ARTICLE:
Recruitment: An excerpt from Deep Green Resistance

Chapter 10
Recruitment
by Aric McBay
When they asked for those to raise their hands who’d go down to the courthouse the next day, I raised mine. Had it high up as I could get it. I guess if I’d had any sense I’d’ve been a little scared, but what was the point of being scared? The only thing they could do to me was kill me and it seemed like they’d been trying to do that a little bit at a time ever since I could remember.
—Fannie Lou Hamer, civil rights leader
Methods of outreach and recruitment vary depending on whether a group is aboveground or underground, how it is organized, and what role is being filled. There are really two kinds of recruitment, which you might call organizational and mutual recruitment. In organizational recruitment, an existing organization finds and inducts new members. In mutual recruitment, unorganized dissidents find each other, and forge a new resistance group. When resistance is well established, organizational recruitment can flourish. When resistance is rare or surveillance extensive, dissidents mostly have to find each other.

[Records from a collection]
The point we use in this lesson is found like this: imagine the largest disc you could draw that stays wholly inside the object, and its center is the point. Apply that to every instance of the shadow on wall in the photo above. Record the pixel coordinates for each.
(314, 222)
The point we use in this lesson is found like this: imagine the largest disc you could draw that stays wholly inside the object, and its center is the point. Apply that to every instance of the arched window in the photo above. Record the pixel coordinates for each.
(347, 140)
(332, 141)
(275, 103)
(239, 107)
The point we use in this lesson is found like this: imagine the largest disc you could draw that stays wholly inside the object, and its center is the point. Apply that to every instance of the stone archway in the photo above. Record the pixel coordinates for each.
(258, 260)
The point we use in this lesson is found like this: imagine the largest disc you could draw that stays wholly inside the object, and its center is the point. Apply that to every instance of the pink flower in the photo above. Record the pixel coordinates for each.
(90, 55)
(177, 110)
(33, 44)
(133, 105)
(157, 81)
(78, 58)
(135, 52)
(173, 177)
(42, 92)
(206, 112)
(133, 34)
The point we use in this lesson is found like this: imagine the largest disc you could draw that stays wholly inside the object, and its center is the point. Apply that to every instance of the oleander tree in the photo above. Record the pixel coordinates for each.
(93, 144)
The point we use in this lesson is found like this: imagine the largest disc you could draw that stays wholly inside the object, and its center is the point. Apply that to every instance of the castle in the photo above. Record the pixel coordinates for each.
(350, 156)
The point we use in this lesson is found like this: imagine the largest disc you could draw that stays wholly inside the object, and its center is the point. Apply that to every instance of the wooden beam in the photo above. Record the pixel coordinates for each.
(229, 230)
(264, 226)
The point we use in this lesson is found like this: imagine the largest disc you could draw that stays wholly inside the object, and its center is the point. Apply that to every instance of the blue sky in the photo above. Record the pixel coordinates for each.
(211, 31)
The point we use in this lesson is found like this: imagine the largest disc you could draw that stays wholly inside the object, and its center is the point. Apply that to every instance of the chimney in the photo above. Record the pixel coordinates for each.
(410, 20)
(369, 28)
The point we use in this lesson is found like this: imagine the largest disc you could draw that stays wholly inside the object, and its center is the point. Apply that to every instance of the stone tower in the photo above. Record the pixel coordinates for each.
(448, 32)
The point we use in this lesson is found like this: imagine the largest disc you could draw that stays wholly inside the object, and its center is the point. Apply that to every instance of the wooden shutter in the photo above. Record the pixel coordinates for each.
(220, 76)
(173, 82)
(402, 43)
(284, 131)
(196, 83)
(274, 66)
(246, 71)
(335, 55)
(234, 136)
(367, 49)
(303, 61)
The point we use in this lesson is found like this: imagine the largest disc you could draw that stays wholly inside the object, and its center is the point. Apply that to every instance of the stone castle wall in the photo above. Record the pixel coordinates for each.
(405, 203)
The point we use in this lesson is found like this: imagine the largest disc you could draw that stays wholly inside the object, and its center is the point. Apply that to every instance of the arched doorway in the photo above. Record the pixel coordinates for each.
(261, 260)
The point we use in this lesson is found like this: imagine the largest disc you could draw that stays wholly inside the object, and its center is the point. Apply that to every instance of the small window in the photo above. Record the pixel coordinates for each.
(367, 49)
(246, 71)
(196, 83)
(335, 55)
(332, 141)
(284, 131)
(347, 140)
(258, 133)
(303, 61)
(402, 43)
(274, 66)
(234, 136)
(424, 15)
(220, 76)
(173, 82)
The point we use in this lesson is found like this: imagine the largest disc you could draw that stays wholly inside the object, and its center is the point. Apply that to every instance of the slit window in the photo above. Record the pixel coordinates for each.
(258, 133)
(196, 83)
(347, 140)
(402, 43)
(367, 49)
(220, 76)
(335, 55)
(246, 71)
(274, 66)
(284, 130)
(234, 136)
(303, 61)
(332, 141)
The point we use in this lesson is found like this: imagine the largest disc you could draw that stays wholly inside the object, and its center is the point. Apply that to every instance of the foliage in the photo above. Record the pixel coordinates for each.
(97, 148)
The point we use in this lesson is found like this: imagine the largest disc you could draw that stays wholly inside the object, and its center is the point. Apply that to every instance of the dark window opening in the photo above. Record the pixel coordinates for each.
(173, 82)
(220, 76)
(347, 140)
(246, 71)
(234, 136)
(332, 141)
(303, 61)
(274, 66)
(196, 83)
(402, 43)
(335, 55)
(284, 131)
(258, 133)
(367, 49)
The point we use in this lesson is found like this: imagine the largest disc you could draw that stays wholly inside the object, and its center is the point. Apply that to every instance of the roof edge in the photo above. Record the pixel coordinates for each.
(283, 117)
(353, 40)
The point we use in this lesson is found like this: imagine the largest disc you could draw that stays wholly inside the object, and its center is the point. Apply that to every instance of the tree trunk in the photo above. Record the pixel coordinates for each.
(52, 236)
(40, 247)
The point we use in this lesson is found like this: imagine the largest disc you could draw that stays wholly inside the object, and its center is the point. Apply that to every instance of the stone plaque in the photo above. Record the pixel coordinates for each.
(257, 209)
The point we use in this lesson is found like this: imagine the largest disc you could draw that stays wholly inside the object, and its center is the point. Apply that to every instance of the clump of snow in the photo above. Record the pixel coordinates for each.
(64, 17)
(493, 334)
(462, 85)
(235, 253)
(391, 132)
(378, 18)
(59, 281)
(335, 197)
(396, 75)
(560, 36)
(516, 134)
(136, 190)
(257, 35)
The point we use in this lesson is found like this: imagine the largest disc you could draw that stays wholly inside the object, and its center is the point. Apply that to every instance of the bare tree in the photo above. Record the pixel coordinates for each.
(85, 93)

EXERCISE GOAL:
Write the next part of the excerpt on recruiting for resistance groups, starting right after its final sentence.

TASK RESPONSE:
Recall that a movement can be divided into five parts based on roles: leaders, the cadres or professional revolutionaries who form the movement’s backbone, combatants or other frontline activists, auxiliaries, and the mass base.
Leaders, if they are recruited at all, are likely to find each other early on or be recruited from within the organization (especially in the underground, for the obvious reasons that they are known, have experience, and can be trusted).
The cadres and combatants or frontline activists are recruited in person, screened, and given training. Recruiting such people may require the bulk of recruitment resources, but that commitment of resources is necessary; cadres form the backbone of the resistance as professionals who give their all to the organization, and combatants are, of course, on the front lines.
Auxiliaries may be easier to recruit because they require a lesser commitment to the group, and the screening process may be simpler because they do not need to be privy to the same information and organizational details as those inside the organization. However, there generally should be some kind of personal contact, at least to initiate the relationship.
The mass base does not require direct recruitment because they support the resistance because of their own circumstances or experience, combined with propaganda and outreach from the resistance. Outreach to the mass base can take place through inexpensive mass media like books and newspapers, so that they require minimal effort per person to “recruit,” but they also offer little or no material support to the resistance. However, they may take some action on prompting from the resistance, and participate generally in acts of omission or noncooperation with those in power.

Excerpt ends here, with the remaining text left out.